• **Article**
-- Start --

Sunday, December 03, 2023

Sharing something very special tonight

So, this past week a memory just popped into mind.  About something I had written a long time ago as a student at Elon.  Awhile back I discovered an online archive of every issue of The Pendulum, which was the college's newspaper.  I've shared a few of the op-ed pieces I wrote for the paper already.

I don't know why I found myself thinking of it but I went looking for it.  And lo and behold I not only found it, but I realized today is the twenty-fifth anniversary of its publication!

Maybe there is something at work, that such synchronicity happened right just now.

For many years at Christmas time I posted the text of this piece.  It was a holiday tradition for this blog.  But I haven't done that in a long while.  Maybe this year would be a good occasion to bring that tradition back.

Well anyway, here it is.  From the December 3rd, 1998 issue of Elon College's The Pendulum: my essay about Christmas and its memories.  Click to enlarge the image.




Friday, November 17, 2023

This is the kind of people that Americans used to be

It was 1983, forty whole years ago.  At the White House.  "Santa Claus" came that year in the form of Mr. T.  Here he is with beloved First Lady Nancy Reagan sitting on his lap:



Damn it.  What the hell has become of us, since then?

We aren't like that anymore.  Our culture and society has become so degenerated that something so playful like that photo would be practically impossible in today's environment.

But once, in seemingly a better time and a different reality, we honestly were like that.

I like to believe that we could be again.



Thursday, December 26, 2019

Return of the Deep-Fried Turkey!

Hey gang, hope the holidays have been going well for y'all!  Christmas was rather good on this end.  I wound up with some Star Wars, some LEGO sets (Christmas is NEVER complete for me without Star Wars and LEGO no matter how old I get), some clothing, my mini dachshund Tammy received a bunch of toys.  And one way or another a lot of new cooking stuff came into my possession.

And speaking of cooking, steer your peepers onto this bad boy:



That's the first turkey I've been able to deep-fry since Christmas 2013!  Between my father passing away just before the following Thanksgiving, journeying across America and to a new hometown, getting situated in a house etc. it just wasn't practical all this time.

-- End --

• **Supplied data**
-- Start --

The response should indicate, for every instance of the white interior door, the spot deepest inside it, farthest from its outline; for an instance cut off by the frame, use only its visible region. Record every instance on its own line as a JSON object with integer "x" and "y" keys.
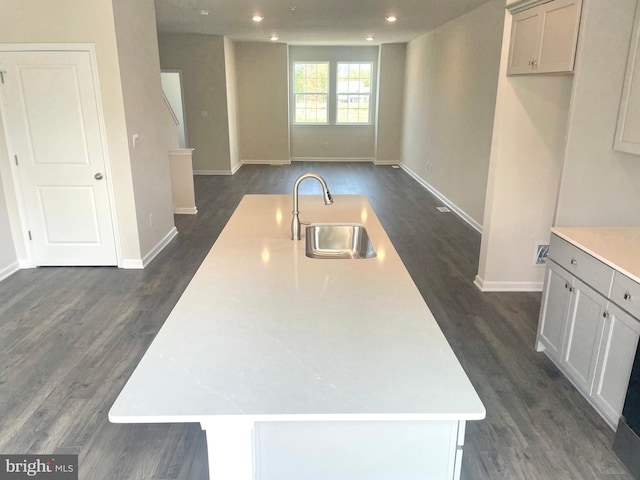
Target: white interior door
{"x": 50, "y": 110}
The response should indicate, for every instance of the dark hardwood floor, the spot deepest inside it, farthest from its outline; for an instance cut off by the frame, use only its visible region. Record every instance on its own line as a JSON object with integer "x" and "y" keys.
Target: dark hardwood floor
{"x": 70, "y": 338}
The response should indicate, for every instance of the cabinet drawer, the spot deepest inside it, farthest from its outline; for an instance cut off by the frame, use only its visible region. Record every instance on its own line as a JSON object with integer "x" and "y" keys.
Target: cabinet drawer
{"x": 626, "y": 293}
{"x": 582, "y": 265}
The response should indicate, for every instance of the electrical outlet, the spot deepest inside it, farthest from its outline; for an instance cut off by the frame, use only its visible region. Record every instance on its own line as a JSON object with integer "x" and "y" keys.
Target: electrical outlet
{"x": 542, "y": 252}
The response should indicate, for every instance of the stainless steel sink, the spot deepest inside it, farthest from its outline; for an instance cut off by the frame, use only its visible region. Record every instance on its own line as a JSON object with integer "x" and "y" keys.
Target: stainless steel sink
{"x": 338, "y": 241}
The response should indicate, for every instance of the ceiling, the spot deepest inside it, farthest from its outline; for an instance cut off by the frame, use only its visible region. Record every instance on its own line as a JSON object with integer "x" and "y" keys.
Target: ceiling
{"x": 312, "y": 22}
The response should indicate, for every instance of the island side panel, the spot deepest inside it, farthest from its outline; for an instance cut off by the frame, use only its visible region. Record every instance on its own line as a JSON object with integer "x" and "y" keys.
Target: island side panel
{"x": 348, "y": 450}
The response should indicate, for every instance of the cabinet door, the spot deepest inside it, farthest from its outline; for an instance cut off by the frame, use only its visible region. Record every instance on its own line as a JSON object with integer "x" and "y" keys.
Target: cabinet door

-- End --

• **The task**
What was the college newspaper at Elon called, according to the blog? The rows aren't needed for this.

• **Response to the task**
The Pendulum